START INPUT ROWS

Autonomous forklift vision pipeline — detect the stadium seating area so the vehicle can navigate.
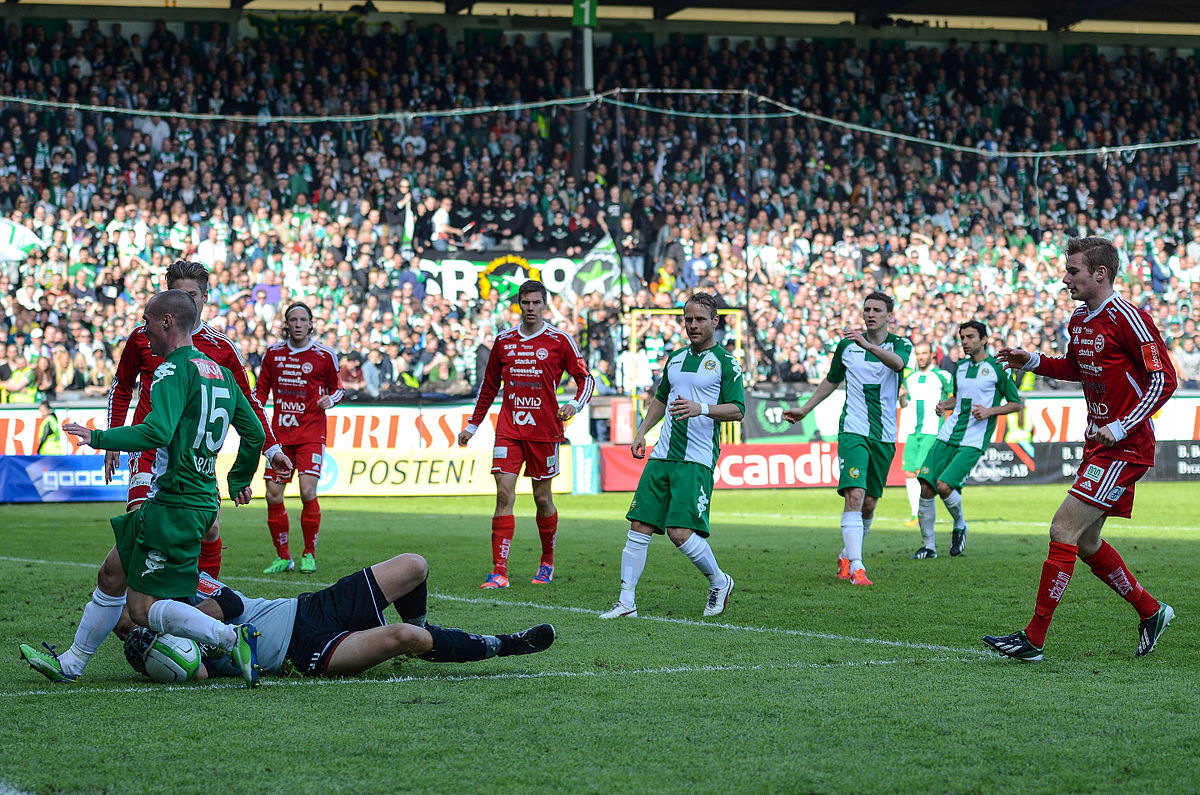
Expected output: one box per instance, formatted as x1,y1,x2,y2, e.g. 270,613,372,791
0,23,1200,399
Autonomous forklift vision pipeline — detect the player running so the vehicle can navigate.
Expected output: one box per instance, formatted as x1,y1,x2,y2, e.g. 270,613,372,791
458,280,593,588
118,555,554,679
20,289,265,687
784,292,912,585
983,238,1176,662
254,303,342,574
600,293,745,618
912,321,1025,560
900,342,952,527
106,259,292,578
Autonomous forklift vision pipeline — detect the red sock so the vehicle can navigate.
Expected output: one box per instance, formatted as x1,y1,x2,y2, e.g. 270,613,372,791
492,515,516,576
538,510,558,566
266,502,292,561
300,497,320,555
1025,542,1079,647
1084,540,1158,621
199,538,223,578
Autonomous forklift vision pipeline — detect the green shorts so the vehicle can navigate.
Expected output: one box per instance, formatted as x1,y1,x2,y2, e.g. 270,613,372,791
838,434,896,500
625,459,713,538
917,440,983,491
900,434,937,472
108,500,217,599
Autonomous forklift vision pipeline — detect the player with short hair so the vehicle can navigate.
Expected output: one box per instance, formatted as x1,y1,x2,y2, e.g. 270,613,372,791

END INPUT ROWS

• WHAT TO DO: Reproduce every one of the records above, replacing each "forklift" with "warehouse robot" and changing nothing else. Leave the pictures out of your answer.

• SOLUTION TO THIS TASK:
Autonomous warehouse robot vision pipeline — detect the stadium seating area so the vehicle can navigate.
Expected output: one box per instance, formatted as x1,y1,x2,y2, e.g. 270,613,372,791
0,23,1200,399
Autonomous warehouse robot vision pipeline — detect the player running so the vehicle can navigate.
Expected output: one box per instance, formatted as x1,y1,x2,y2, e.g. 270,613,372,791
458,280,593,588
118,555,554,679
20,289,265,687
784,292,912,585
983,238,1176,662
254,303,342,574
600,293,745,618
912,321,1025,560
900,342,952,527
106,259,292,578
Autonomous warehouse robot vision pipeline — detect the red sock so the vehicle can navigate.
Expected output: one box per instance, formatted as x1,y1,x2,y2, e.g. 270,613,372,791
492,515,516,576
538,510,558,566
266,502,292,561
300,497,320,555
1025,542,1079,647
1084,540,1158,621
199,538,223,578
Autonomous warehouse robot vision pipeline — detect the green shorts so the vehicle can navigate.
Expected output: one box per instance, formatted as x1,y1,x2,y2, e.g. 270,613,372,791
838,434,896,500
625,459,713,538
917,440,983,491
900,434,937,472
108,500,217,599
Autonomous warehouse robot vision pipeline — detect the player with short hair so the vehicle can navigate.
Expected output: one box per instance, formatted as x1,y1,x2,y2, e.g. 270,613,372,791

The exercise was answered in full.